#### [Do this]
Count the lines below that contain the word "tank", treating uppercase and lowercase as different, and give only that number.

★ ★ ★ ★ ★

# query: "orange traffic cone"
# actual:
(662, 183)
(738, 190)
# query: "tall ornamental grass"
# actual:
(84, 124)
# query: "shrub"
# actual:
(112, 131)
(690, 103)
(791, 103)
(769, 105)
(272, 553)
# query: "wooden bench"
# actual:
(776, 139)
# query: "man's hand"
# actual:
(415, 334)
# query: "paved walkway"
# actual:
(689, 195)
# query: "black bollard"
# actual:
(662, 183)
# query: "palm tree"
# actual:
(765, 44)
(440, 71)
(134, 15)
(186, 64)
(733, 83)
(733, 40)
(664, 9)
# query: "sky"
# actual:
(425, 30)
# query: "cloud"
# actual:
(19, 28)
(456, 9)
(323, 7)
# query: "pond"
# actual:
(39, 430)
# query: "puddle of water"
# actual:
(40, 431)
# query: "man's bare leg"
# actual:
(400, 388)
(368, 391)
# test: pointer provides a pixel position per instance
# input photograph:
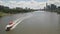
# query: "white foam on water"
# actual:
(19, 21)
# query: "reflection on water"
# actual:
(39, 23)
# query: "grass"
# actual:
(3, 14)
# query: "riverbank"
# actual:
(4, 14)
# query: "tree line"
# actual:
(6, 9)
(52, 8)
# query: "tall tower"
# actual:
(46, 4)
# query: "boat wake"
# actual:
(16, 22)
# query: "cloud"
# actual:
(57, 2)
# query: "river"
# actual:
(40, 22)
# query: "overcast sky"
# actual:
(35, 4)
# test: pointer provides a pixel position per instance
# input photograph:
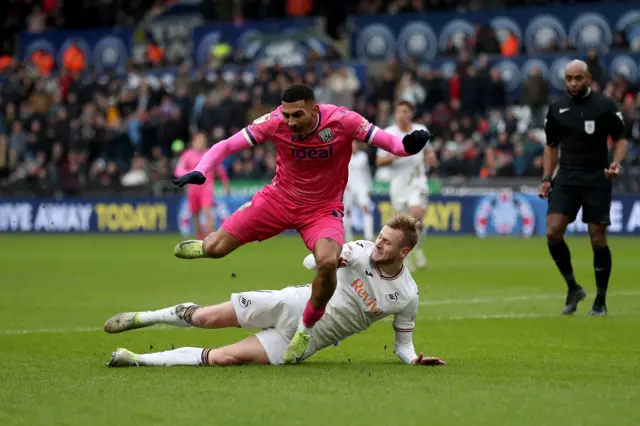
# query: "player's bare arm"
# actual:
(550, 156)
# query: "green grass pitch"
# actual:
(490, 308)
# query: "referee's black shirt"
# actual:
(580, 127)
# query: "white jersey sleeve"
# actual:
(350, 252)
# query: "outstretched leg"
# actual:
(247, 351)
(326, 237)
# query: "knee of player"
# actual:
(220, 357)
(202, 318)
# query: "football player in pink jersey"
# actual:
(313, 148)
(200, 198)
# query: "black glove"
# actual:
(194, 178)
(415, 141)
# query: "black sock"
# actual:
(562, 256)
(602, 269)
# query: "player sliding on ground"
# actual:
(313, 149)
(372, 284)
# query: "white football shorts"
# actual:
(407, 198)
(359, 196)
(277, 313)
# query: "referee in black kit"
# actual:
(578, 125)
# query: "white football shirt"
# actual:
(362, 297)
(359, 172)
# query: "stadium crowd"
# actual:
(70, 130)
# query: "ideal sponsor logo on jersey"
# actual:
(325, 135)
(358, 287)
(311, 152)
(625, 219)
(439, 215)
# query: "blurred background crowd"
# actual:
(68, 127)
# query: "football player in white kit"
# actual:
(357, 193)
(408, 190)
(372, 284)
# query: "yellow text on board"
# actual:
(125, 217)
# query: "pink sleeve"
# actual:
(362, 130)
(220, 151)
(261, 130)
(222, 174)
(181, 167)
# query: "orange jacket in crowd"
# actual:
(5, 61)
(44, 61)
(74, 59)
(299, 7)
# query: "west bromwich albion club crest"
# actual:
(393, 297)
(589, 126)
(326, 135)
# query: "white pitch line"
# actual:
(514, 298)
(517, 316)
(496, 300)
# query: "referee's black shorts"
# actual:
(595, 202)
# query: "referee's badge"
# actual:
(589, 126)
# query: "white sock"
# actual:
(346, 222)
(368, 226)
(180, 356)
(302, 327)
(164, 316)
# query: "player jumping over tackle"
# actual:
(313, 149)
(200, 198)
(372, 284)
(357, 193)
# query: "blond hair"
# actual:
(409, 226)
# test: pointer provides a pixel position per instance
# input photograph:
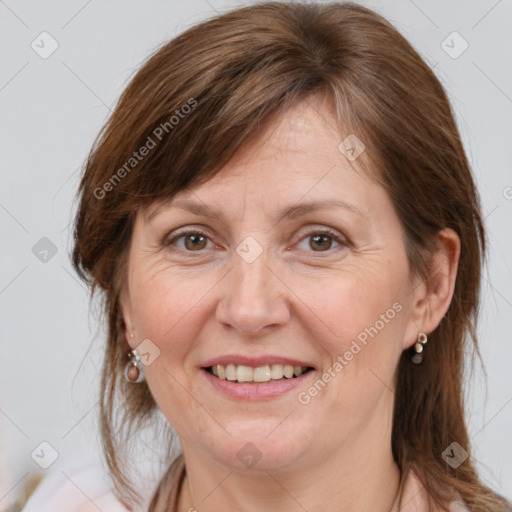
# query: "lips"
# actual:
(255, 362)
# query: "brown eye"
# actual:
(195, 241)
(187, 242)
(322, 242)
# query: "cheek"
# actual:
(357, 304)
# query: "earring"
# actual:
(133, 371)
(417, 358)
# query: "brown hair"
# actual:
(236, 72)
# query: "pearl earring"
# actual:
(417, 358)
(133, 371)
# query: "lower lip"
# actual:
(251, 391)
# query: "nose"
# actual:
(254, 299)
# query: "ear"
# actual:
(431, 297)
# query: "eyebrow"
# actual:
(291, 212)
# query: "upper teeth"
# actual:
(265, 373)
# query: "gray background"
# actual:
(51, 110)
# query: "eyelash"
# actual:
(324, 231)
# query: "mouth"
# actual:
(265, 374)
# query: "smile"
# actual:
(260, 374)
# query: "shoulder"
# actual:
(414, 497)
(84, 489)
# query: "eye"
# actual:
(194, 241)
(322, 240)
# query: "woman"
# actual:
(283, 224)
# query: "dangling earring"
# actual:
(418, 347)
(133, 371)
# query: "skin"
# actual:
(298, 298)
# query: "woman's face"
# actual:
(326, 286)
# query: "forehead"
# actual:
(298, 153)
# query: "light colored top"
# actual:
(87, 490)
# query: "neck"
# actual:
(357, 476)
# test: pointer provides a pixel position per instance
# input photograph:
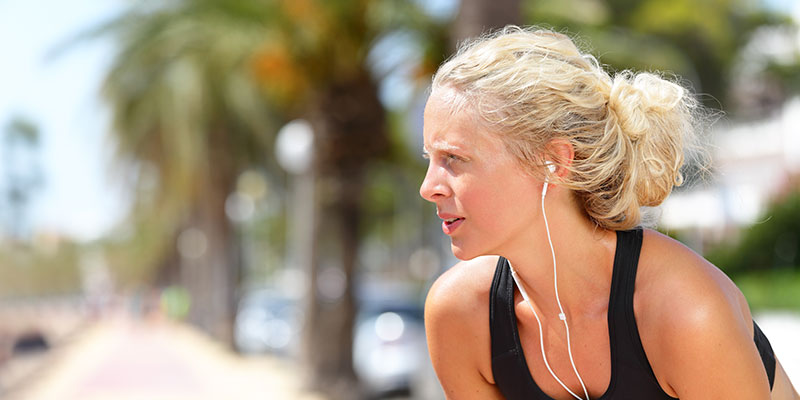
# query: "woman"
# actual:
(539, 162)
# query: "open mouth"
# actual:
(449, 225)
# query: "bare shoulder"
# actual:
(674, 279)
(695, 325)
(457, 327)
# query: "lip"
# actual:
(449, 227)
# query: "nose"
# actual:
(434, 187)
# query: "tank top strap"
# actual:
(509, 368)
(625, 340)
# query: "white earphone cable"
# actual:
(561, 314)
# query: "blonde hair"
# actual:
(629, 132)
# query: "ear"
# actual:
(562, 154)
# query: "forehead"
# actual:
(448, 124)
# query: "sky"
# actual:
(81, 197)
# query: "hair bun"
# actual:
(652, 113)
(636, 99)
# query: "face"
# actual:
(486, 201)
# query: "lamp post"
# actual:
(294, 150)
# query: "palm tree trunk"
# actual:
(212, 277)
(348, 121)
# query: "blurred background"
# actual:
(219, 198)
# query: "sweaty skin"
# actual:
(695, 325)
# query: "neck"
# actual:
(584, 255)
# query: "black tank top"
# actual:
(631, 374)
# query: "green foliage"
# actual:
(698, 40)
(773, 243)
(771, 290)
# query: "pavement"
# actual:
(121, 358)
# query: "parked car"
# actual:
(268, 322)
(389, 347)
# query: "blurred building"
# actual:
(753, 163)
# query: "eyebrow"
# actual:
(442, 146)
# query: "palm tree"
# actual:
(187, 119)
(194, 90)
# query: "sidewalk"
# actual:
(124, 359)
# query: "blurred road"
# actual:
(126, 359)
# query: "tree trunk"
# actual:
(211, 274)
(348, 121)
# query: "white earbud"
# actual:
(561, 315)
(552, 168)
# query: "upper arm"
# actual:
(704, 334)
(457, 332)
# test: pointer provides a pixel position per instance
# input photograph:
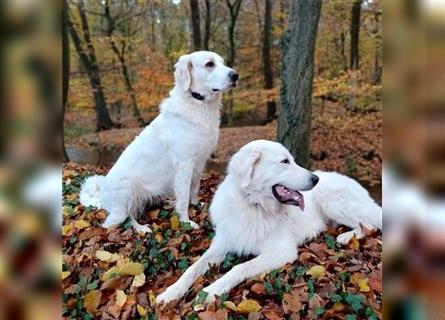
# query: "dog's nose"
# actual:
(314, 179)
(233, 76)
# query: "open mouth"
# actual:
(288, 196)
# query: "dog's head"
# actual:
(266, 170)
(204, 72)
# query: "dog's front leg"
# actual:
(214, 255)
(196, 179)
(183, 180)
(265, 262)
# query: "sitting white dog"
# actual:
(170, 154)
(264, 207)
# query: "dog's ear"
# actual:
(244, 164)
(183, 76)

★ ★ ★ ★ ★

#### [Exercise output]
2